### Input for this task:
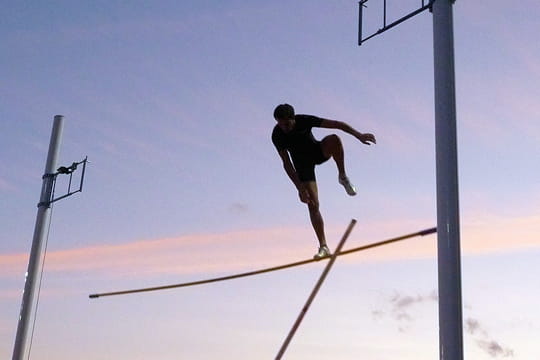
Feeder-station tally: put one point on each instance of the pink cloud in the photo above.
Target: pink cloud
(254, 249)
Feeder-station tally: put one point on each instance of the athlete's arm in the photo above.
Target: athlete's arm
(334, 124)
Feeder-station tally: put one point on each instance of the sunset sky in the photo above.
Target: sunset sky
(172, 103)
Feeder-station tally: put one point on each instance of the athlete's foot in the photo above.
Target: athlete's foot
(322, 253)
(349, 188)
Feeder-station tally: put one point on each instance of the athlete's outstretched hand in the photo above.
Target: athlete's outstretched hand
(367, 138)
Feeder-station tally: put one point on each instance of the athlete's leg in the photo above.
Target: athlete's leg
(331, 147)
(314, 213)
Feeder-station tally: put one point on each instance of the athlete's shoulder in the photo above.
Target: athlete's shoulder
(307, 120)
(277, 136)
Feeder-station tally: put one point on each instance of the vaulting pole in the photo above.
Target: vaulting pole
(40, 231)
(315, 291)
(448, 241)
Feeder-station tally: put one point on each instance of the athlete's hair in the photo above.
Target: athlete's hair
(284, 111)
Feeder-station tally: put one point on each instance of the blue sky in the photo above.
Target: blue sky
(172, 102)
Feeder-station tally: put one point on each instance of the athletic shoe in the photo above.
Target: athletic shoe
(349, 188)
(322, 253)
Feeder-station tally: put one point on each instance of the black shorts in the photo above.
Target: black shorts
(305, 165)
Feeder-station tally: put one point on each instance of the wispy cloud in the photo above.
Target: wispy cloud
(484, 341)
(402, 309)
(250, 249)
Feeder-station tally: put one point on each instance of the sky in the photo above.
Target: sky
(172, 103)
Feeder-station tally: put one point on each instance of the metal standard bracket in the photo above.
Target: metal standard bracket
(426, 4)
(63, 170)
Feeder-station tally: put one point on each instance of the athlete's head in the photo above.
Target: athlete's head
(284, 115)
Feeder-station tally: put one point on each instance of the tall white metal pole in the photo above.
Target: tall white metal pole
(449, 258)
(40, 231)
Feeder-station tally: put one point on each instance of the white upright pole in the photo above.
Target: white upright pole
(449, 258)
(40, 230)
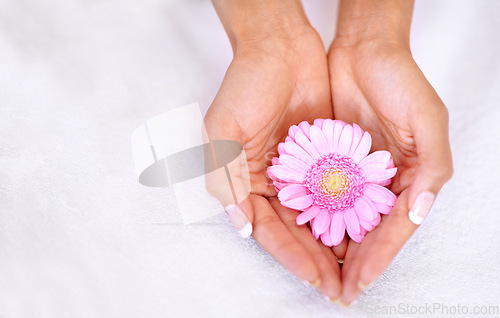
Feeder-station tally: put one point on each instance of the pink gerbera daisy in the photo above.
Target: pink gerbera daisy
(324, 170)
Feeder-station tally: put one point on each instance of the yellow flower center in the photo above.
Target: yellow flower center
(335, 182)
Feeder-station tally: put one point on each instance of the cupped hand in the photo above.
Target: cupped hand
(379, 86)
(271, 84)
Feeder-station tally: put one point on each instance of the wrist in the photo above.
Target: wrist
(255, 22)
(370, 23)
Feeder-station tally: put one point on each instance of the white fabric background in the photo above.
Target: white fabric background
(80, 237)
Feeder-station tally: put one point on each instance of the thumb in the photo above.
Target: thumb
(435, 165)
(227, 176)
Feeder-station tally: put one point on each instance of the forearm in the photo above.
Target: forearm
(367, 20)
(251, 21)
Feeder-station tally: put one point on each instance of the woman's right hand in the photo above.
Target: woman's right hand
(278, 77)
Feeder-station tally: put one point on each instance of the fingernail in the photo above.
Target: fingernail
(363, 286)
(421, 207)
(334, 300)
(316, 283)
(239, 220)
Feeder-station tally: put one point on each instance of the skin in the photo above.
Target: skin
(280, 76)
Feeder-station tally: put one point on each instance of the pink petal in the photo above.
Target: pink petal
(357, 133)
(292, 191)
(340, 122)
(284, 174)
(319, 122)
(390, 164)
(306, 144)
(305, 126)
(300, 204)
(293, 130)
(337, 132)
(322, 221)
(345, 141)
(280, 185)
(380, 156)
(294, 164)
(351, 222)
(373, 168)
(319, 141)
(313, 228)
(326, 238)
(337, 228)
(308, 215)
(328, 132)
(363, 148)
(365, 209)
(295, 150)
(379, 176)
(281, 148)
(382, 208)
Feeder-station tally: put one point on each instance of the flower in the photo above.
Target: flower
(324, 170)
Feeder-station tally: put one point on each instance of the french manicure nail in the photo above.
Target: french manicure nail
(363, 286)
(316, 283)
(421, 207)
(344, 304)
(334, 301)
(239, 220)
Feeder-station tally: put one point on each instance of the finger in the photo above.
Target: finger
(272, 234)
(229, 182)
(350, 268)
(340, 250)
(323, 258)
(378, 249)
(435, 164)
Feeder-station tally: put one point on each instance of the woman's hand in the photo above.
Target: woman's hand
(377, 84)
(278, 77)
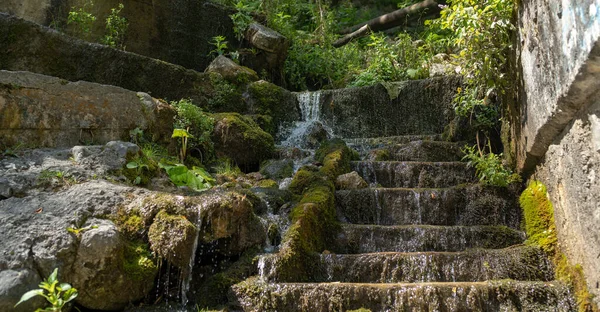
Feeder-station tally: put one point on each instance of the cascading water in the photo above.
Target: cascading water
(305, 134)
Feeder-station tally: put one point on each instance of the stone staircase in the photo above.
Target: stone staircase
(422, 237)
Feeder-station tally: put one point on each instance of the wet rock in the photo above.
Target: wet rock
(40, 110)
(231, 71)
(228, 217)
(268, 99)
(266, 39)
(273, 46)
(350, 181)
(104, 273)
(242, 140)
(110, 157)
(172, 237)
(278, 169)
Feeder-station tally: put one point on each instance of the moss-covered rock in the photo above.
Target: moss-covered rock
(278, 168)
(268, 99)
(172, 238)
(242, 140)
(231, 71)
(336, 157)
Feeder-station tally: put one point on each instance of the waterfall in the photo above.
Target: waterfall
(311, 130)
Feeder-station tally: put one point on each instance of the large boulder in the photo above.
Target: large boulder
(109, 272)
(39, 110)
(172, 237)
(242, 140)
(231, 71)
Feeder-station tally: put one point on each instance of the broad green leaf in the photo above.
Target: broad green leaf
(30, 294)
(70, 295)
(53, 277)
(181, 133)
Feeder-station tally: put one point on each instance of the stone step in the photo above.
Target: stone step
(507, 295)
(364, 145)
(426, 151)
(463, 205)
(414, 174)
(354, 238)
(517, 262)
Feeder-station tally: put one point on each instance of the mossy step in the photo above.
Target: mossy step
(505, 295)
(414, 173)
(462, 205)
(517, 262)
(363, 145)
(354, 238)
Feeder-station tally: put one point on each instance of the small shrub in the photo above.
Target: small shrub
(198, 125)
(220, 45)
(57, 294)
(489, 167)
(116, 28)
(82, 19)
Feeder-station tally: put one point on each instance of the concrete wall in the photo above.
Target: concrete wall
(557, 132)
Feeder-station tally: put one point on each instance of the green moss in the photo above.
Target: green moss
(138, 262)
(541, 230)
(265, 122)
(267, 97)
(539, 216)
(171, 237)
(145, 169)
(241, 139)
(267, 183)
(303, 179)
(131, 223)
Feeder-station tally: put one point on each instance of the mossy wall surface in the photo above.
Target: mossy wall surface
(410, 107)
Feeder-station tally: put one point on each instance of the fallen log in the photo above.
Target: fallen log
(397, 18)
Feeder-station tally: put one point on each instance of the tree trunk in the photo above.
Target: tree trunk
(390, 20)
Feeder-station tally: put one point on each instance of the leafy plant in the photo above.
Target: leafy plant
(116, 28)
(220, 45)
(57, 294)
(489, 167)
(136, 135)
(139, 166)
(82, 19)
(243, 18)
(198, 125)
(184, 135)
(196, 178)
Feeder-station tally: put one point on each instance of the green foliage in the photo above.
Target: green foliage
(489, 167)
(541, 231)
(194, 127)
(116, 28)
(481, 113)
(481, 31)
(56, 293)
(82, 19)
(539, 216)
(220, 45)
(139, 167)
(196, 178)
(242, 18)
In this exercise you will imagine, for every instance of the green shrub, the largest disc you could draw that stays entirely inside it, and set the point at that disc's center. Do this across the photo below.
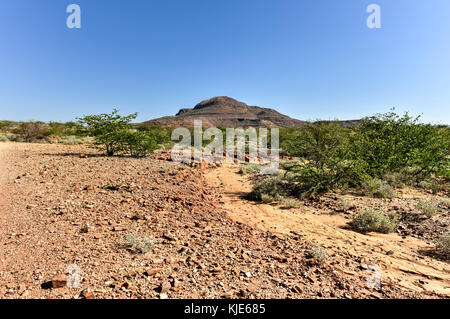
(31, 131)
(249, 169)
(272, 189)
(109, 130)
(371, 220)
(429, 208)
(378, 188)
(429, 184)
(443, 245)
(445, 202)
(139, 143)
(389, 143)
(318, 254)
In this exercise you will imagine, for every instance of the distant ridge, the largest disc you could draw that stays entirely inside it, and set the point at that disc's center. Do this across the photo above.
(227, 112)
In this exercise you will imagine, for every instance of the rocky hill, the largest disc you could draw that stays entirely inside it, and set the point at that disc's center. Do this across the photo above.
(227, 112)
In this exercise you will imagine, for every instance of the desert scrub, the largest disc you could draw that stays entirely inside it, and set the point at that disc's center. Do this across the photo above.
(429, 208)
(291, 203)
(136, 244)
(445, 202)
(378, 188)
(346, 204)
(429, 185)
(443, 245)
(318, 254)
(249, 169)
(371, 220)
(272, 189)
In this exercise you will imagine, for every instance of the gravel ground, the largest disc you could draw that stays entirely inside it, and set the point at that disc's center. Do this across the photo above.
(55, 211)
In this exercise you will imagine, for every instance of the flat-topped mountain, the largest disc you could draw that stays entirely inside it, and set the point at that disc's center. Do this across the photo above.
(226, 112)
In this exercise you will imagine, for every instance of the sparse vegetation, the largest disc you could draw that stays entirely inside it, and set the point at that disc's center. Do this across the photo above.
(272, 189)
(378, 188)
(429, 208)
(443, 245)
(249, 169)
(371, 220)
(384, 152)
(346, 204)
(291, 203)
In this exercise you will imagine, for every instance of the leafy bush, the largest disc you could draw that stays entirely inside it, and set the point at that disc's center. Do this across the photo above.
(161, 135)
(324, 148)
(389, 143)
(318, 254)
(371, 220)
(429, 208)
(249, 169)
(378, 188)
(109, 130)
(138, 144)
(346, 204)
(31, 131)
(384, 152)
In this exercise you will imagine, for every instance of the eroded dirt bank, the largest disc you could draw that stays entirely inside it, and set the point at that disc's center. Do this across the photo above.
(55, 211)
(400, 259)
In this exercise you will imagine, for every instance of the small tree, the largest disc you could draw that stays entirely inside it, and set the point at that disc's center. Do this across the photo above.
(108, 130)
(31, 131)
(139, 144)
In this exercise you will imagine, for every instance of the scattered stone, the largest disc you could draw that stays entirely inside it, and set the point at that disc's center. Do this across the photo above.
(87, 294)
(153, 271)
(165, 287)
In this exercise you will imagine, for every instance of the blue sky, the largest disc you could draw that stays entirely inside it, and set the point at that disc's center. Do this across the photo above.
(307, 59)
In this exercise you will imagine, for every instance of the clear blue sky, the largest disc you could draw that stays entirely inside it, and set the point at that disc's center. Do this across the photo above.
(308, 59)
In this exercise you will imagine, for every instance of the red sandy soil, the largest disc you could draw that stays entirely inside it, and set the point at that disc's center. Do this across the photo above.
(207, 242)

### Task to carry out:
Each line from the one containing "of the eroded" through the final line of the records must be repeated exactly, with no line added or dropped.

### Final answer:
In this exercise you will imagine, for every instance of the eroded dirt bank, the largest disc you could draw that stays entirely inside it, and set the point at that disc's center. Do this across the photo above.
(55, 211)
(400, 259)
In this exercise you will imagine, for every instance of the small tree, the largest disc you could draw that stays entirely inside it, and set the point at that disc's center. Do this across the photo above.
(108, 130)
(31, 131)
(139, 144)
In this exercise you will imagine, for every instance of the scattered stone, the largest disc you could draw that stays entirely inside it, and set the point at that disc's center. Do this across the photo above.
(87, 294)
(153, 271)
(165, 287)
In this exercise you will imagine, for every instance of the blue sky, the largest disc you could draw that stays entirely inside it, and set the point at that disc's center. Do this across the photo above.
(307, 59)
In this exercise you will imagine, for every instance of the clear blue sky, the largest disc you could draw that stays entirely inside it, and set the point at that disc's center. Do this across the photo above.
(308, 59)
In this exercise you will imagine, for every instance of the red sandy soil, the largest disc you could draw that stays entirely inside it, and set the point at that disc's center. Do this across the photo above.
(207, 242)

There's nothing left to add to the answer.